• **What is required**
Print each line exactly as it is given.

--- start of Available data ---

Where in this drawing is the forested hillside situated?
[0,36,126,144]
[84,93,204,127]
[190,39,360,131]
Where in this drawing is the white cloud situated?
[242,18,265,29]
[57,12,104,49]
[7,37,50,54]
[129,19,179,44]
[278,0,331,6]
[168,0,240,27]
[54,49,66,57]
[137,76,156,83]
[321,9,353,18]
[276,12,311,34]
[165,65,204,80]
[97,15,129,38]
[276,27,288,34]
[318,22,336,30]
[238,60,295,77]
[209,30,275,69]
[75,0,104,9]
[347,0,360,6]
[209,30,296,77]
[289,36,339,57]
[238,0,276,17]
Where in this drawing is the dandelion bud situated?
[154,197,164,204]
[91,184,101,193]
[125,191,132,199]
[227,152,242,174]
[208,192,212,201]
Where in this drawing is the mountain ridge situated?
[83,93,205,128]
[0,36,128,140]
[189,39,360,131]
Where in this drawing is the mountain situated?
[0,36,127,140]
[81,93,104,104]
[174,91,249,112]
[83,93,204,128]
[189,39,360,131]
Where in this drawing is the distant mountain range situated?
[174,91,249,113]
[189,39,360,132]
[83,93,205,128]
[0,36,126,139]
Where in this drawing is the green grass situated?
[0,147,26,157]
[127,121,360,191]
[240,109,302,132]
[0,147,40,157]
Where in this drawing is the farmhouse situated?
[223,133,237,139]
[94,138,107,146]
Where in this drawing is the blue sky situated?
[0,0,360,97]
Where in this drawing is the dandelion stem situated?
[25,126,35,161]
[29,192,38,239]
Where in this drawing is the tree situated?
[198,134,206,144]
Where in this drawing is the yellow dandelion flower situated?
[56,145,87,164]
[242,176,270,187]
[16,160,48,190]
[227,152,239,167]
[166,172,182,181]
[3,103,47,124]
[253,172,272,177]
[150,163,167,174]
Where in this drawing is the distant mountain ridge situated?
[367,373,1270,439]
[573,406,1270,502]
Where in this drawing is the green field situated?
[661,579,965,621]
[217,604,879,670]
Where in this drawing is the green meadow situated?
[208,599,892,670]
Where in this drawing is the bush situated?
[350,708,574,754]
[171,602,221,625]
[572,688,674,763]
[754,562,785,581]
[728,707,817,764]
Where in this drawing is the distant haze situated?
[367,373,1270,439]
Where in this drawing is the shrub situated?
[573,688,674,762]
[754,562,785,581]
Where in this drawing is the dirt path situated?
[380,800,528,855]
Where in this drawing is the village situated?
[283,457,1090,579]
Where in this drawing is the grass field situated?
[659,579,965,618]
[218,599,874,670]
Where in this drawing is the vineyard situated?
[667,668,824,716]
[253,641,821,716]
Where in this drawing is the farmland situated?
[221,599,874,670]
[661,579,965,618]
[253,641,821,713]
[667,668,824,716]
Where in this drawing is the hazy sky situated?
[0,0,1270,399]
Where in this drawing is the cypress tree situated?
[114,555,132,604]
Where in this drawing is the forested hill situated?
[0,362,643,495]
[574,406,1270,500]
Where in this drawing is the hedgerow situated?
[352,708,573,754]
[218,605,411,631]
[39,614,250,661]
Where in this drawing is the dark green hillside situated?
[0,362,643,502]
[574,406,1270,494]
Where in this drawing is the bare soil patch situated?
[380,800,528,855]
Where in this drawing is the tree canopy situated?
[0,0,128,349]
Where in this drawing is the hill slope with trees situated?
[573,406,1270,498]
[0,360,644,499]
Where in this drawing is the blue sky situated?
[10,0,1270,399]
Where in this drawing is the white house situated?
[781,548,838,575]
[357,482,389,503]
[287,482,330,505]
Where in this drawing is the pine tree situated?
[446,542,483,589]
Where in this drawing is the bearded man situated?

--- end of Available data ---

• **Output for this exercise**
Where in this drawing is the forested hillside situated?
[0,36,126,144]
[84,93,204,127]
[190,39,360,131]
Where in this drawing is the white cloud situated?
[242,18,265,29]
[57,12,104,49]
[7,37,50,54]
[129,19,179,44]
[278,0,331,6]
[168,0,240,27]
[54,49,66,57]
[137,76,156,83]
[321,9,353,18]
[276,12,311,34]
[165,65,204,80]
[97,15,129,38]
[276,27,288,34]
[318,22,336,30]
[238,60,295,77]
[209,30,275,69]
[75,0,104,9]
[347,0,360,6]
[209,30,296,77]
[289,36,339,57]
[238,0,276,17]
Where in this drawing is the dandelion bud situated?
[154,197,164,204]
[91,184,101,193]
[125,191,132,199]
[227,152,242,174]
[208,192,212,201]
Where in this drawing is the mountain ridge situated?
[83,93,205,128]
[0,36,128,140]
[189,39,360,131]
Where in this drawing is the mountain situated?
[0,36,127,140]
[81,93,104,104]
[174,91,249,112]
[83,93,204,128]
[189,39,360,131]
Where in this drawing is the distant mountain range situated?
[174,91,249,113]
[189,39,360,132]
[83,93,205,128]
[0,36,126,139]
Where in this drawing is the green grass situated?
[0,147,26,157]
[127,121,360,191]
[240,109,302,132]
[0,147,40,157]
Where in this drawing is the farmhouse situated?
[223,133,237,139]
[94,138,107,146]
Where in this drawing is the blue sky situated?
[0,0,360,97]
Where in this drawing is the dandelion stem situated?
[25,126,35,161]
[29,192,38,239]
Where in this drawing is the tree situated?
[198,134,206,144]
Where in this drawing is the yellow dandelion flower situated?
[56,145,87,164]
[242,176,270,187]
[16,160,48,190]
[227,152,239,167]
[166,172,182,181]
[3,103,47,124]
[253,172,272,177]
[150,163,167,174]
Where in this drawing is the distant mountain ridge situated?
[367,373,1270,439]
[573,406,1270,502]
Where in this drawing is the green field situated?
[661,579,965,621]
[217,604,879,670]
Where in this drawing is the green meadow situated?
[208,599,892,670]
Where in this drawing is the bush situated?
[350,708,574,754]
[171,602,221,625]
[572,688,674,763]
[754,562,785,581]
[728,707,817,764]
Where in this drawing is the distant haze situated?
[367,373,1270,439]
Where in this drawing is the shrub situated?
[573,688,674,762]
[754,562,785,581]
Where in this drawing is the dirt path situated?
[380,800,528,855]
Where in this drawing is the village situated?
[283,457,1090,579]
Where in this drawing is the grass field situated?
[659,579,965,618]
[218,599,874,670]
Where in this drawing is the vineyard situated?
[667,668,824,716]
[253,641,821,716]
Where in this drawing is the farmland situated?
[221,599,874,670]
[661,579,965,618]
[253,641,821,713]
[667,668,824,716]
Where in this drawing is the hazy sky situated?
[0,0,1270,399]
Where in this drawing is the cypress tree situated?
[114,555,132,604]
Where in this drawing is the forested hill situated?
[0,362,643,495]
[574,406,1270,500]
Where in this drawing is the hedgerow situated?
[352,708,573,754]
[218,605,411,631]
[39,614,250,661]
Where in this drawing is the dark green hillside situated?
[0,362,643,502]
[574,406,1270,494]
Where in this drawing is the bare soil patch situated?
[380,800,528,855]
Where in this drawing is the tree canopy situated?
[0,0,128,349]
Where in this drawing is the hill slope with trees situated?
[573,406,1270,498]
[0,360,644,499]
Where in this drawing is the blue sky situated?
[10,0,1270,399]
Where in this drawing is the white house situated?
[781,548,838,575]
[357,482,389,503]
[287,482,330,505]
Where in this drawing is the pine tree situated?
[446,542,483,589]
Where in this drawing is the bearded man situated?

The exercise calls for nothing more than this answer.